| WHAT IS EXPECTED |
Count the lines in the rows below that contain the string "every", treating uppercase and lowercase as different, and give only that number.

| ENTRIES SHOWN |

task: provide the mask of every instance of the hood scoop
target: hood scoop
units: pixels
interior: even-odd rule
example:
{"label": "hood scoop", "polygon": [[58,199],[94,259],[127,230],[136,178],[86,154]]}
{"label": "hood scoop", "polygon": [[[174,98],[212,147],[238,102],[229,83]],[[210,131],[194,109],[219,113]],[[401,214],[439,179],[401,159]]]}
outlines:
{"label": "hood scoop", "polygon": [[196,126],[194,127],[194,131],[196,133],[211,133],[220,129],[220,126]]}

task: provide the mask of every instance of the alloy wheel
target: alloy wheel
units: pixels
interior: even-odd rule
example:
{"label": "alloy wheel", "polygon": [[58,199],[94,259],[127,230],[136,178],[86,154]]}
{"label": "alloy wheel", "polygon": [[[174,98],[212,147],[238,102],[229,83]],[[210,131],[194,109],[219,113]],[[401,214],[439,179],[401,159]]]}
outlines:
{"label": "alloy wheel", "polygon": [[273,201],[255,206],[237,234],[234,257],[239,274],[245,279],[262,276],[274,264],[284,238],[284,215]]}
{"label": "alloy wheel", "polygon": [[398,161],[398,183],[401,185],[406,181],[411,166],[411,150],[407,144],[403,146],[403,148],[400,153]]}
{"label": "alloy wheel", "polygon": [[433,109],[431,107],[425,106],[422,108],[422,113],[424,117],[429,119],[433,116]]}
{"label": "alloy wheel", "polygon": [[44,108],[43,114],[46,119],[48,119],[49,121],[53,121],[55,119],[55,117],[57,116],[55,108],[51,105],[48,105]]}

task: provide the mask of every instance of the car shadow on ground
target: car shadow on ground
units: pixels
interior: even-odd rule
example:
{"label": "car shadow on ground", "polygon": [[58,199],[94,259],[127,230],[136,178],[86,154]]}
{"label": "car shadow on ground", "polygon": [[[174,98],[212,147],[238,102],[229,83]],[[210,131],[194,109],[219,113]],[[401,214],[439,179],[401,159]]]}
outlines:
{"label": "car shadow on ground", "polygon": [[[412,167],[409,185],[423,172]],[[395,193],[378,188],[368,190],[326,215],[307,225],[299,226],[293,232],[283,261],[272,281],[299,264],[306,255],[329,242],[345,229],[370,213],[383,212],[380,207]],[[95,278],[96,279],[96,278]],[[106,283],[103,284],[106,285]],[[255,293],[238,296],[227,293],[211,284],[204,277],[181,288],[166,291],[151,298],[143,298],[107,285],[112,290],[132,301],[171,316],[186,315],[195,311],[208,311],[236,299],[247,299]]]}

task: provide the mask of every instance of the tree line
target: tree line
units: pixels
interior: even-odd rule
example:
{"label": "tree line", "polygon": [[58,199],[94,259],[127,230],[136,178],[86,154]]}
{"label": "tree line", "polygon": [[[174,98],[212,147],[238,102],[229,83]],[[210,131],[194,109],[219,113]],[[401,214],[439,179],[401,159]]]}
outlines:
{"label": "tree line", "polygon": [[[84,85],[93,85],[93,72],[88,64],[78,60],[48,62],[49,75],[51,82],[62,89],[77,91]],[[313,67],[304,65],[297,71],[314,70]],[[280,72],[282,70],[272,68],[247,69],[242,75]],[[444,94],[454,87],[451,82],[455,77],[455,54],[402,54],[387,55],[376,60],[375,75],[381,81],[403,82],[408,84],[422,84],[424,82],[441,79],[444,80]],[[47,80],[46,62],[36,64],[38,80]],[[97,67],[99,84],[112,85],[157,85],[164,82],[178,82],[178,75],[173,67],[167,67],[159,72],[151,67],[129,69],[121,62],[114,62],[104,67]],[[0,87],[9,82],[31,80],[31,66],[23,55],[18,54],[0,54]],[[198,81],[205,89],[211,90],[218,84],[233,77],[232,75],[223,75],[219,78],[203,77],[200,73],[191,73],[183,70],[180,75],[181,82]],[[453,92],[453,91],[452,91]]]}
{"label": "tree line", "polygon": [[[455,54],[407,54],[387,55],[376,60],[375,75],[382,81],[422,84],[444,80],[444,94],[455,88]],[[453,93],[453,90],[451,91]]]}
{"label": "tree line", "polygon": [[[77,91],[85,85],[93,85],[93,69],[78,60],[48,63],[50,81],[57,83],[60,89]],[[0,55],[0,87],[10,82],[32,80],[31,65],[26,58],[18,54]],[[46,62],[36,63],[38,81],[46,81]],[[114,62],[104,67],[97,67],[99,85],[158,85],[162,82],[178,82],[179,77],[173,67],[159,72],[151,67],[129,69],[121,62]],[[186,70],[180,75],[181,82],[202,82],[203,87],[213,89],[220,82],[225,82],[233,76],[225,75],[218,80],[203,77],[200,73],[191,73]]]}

| FINAL RESULT |
4